--- Exercise objective ---
Give a verbatim quotation of every record.

━━━ Records shown

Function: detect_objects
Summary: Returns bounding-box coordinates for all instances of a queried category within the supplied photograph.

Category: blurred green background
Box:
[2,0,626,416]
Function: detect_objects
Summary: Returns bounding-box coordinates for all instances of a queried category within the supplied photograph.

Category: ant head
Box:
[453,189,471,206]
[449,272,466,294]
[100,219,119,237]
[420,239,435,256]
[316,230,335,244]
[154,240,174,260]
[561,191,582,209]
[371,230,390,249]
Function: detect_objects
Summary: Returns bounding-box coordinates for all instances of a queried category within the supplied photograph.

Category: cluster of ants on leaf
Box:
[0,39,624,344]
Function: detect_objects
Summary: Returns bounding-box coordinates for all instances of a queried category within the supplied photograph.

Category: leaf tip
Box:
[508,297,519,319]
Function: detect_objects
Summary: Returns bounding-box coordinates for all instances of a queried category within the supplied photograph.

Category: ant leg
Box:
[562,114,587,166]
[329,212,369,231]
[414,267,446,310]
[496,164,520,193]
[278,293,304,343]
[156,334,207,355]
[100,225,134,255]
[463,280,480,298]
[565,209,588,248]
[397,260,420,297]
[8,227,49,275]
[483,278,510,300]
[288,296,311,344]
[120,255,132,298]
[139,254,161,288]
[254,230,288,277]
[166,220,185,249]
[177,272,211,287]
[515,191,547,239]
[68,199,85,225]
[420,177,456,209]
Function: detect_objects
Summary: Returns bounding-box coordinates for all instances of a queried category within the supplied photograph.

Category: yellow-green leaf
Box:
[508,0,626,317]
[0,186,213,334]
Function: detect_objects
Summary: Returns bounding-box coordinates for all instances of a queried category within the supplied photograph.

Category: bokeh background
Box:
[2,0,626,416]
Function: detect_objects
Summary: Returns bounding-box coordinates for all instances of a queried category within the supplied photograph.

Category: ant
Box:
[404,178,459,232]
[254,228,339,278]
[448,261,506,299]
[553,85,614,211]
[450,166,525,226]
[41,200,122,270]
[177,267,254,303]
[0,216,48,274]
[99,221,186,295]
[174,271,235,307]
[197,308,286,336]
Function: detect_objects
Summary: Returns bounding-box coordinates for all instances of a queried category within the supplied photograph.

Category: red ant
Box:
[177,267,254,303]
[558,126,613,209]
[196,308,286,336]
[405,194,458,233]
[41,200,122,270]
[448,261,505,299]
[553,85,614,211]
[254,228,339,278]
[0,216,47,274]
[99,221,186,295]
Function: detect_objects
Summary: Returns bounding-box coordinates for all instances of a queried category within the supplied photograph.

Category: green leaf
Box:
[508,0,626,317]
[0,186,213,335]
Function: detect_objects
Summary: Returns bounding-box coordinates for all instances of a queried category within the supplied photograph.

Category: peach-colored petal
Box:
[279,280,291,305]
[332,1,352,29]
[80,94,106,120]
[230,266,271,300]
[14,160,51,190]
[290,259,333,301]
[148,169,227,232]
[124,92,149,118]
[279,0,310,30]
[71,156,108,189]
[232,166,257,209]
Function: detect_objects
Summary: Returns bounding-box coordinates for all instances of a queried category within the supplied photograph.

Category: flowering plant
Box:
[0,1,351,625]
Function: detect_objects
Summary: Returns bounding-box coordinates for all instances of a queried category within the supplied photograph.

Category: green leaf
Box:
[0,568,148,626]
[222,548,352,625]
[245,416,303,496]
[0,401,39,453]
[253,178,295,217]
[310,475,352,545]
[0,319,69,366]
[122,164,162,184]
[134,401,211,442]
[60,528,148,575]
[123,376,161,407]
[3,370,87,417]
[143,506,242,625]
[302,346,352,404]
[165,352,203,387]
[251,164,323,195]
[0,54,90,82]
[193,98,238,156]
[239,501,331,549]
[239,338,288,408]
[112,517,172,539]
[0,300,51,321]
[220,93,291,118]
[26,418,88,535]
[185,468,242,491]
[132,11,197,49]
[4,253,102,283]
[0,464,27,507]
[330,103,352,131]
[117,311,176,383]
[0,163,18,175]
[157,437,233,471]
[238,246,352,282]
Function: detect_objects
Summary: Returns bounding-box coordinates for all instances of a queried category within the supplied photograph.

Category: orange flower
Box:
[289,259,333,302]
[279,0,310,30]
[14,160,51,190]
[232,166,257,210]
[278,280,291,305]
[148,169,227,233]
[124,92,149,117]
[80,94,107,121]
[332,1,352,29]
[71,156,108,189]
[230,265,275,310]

━━━━━━

--- Expected output ---
Function: detect_objects
Summary: Returns bounding-box coordinates for all instances of a queried category within the supplied photograph.

Category: blurred green background
Box:
[2,0,626,416]
Function: detect_objects
Summary: Returns bounding-box coordinates for all instances of a queried category within the supplied photograph.

Category: ant head
Box:
[453,189,471,206]
[449,272,466,294]
[100,219,119,237]
[420,239,435,256]
[316,230,335,244]
[154,240,174,260]
[561,191,582,209]
[371,230,390,249]
Function: detect_objects
Summary: Returns bounding-box coordinates for all instances of a queried category within the supplied photograph.

Category: cluster of ants on leaf
Box:
[0,39,624,344]
Function: detect_objects
Summary: Returns bounding-box coordinates for all instances of a queried category within the supplied photograph.

Category: leaf tip
Box:
[508,297,519,319]
Function: detect_objects
Summary: Returns bounding-box coordinates for all instances of a queried category within the supplied photograph.

Category: ant leg
Box:
[562,114,587,166]
[329,212,369,231]
[414,267,446,310]
[496,164,520,193]
[278,293,304,343]
[156,334,207,355]
[100,225,134,255]
[463,280,480,298]
[565,209,588,248]
[397,260,420,297]
[8,227,49,275]
[483,278,510,300]
[288,296,311,344]
[120,255,132,298]
[139,254,161,288]
[254,230,288,277]
[166,220,185,249]
[177,272,211,287]
[515,191,547,239]
[68,199,85,225]
[420,177,456,209]
Function: detect_objects
Summary: Returns bounding-box coordinates for all instances of a queried category within the supplied photograph.

Category: yellow-green leaf
Box:
[508,0,626,317]
[0,186,213,334]
Function: detect_objects
Summary: Returns bounding-box coordinates for all instances of a queried category within the supplied photograph.

Category: bokeh background
Box:
[2,0,626,416]
Function: detect_objects
Summary: Returns bounding-box coordinates for all instances of a queried category within the supplied photograph.

Category: ant
Box:
[404,178,459,232]
[254,228,339,278]
[448,261,506,299]
[553,85,614,211]
[450,166,525,226]
[41,200,122,270]
[177,267,254,303]
[0,216,48,274]
[99,221,186,295]
[174,271,235,307]
[197,308,286,336]
Function: detect_objects
Summary: Returns bounding-box coordinates for all instances of a queried category within the supplied photograph.

Category: red ant
Box:
[177,267,254,303]
[558,126,613,209]
[196,308,286,336]
[405,194,458,233]
[41,200,122,270]
[448,261,505,299]
[553,85,614,211]
[254,228,339,278]
[0,216,47,274]
[99,221,186,295]
Function: detect_objects
Summary: Returns bounding-box coordinates for all instances of a queried category within the supplied photograph.

Category: green leaf
Box:
[508,0,626,317]
[0,186,213,335]
Function: detect_objects
Summary: Returns bounding-box coordinates for all instances of a queried category within the supplied photograph.

Category: peach-colored petal
Box:
[279,280,291,305]
[332,1,352,29]
[80,94,106,120]
[230,266,271,300]
[14,160,51,190]
[290,259,333,301]
[148,169,227,232]
[124,92,149,118]
[279,0,310,30]
[71,156,108,189]
[232,166,257,209]
Function: detect_objects
Summary: Returns bounding-box coordinates for all instances of a queried category within the supplied photograph.

Category: flowering plant
Box:
[0,1,351,625]
Function: detect_objects
Summary: Returns bounding-box coordinates for all instances of a queried category within the supplied photograph.

Category: green leaf
Box:
[0,568,148,626]
[222,548,352,625]
[245,416,303,496]
[0,401,39,453]
[253,178,295,217]
[310,475,352,545]
[0,319,69,366]
[122,164,162,184]
[134,401,211,442]
[60,528,148,575]
[123,376,161,407]
[3,370,87,417]
[143,506,242,625]
[302,346,352,404]
[165,352,203,387]
[251,164,323,195]
[0,54,90,82]
[193,98,238,156]
[239,501,331,549]
[239,338,288,408]
[112,517,172,539]
[0,300,51,321]
[220,93,291,118]
[26,418,88,535]
[185,468,242,491]
[132,11,197,49]
[4,253,102,283]
[0,464,27,507]
[330,103,352,131]
[117,311,176,383]
[0,163,18,175]
[157,437,233,471]
[238,246,352,282]
Function: detect_objects
Summary: Returns bounding-box coordinates for all instances of a queried category within the supplied photograph.

Category: orange flower
Box:
[289,259,333,302]
[279,0,310,30]
[14,160,51,190]
[232,166,257,210]
[278,280,291,305]
[148,169,227,233]
[124,92,149,117]
[80,94,107,121]
[332,1,352,29]
[71,156,108,189]
[230,265,275,310]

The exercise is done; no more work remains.